# Aufgabe:
Wandle alles von der Zeile mit "Class, indicate each instance of the starry" bis zum Ende der Datensätze in eine JSON-Liste von Zeichenketten um, mit einem Eintrag pro Zeile und ohne Leerzeilen.
─── Zu verarbeitende Daten
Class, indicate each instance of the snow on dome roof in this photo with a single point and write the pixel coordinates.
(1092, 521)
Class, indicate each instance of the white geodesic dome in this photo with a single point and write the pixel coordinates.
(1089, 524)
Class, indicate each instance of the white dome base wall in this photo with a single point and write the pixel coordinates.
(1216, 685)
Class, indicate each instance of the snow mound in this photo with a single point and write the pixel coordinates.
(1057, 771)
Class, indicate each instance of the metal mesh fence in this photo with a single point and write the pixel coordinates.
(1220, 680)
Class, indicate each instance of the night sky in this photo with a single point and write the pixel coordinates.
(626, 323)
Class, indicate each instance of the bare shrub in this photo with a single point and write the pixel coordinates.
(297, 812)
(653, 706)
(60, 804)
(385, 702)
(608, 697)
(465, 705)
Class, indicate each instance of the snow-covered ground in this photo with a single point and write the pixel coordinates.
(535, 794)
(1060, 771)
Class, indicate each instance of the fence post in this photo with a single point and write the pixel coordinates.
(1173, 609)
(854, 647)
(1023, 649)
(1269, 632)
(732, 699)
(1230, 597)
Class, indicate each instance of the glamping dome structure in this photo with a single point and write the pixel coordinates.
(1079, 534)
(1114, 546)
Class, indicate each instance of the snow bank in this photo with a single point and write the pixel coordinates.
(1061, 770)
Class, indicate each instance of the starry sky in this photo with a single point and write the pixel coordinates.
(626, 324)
──────
# Ergebnis:
[
  "Class, indicate each instance of the starry sky in this photo with a single point and write the pixel coordinates.",
  "(626, 324)"
]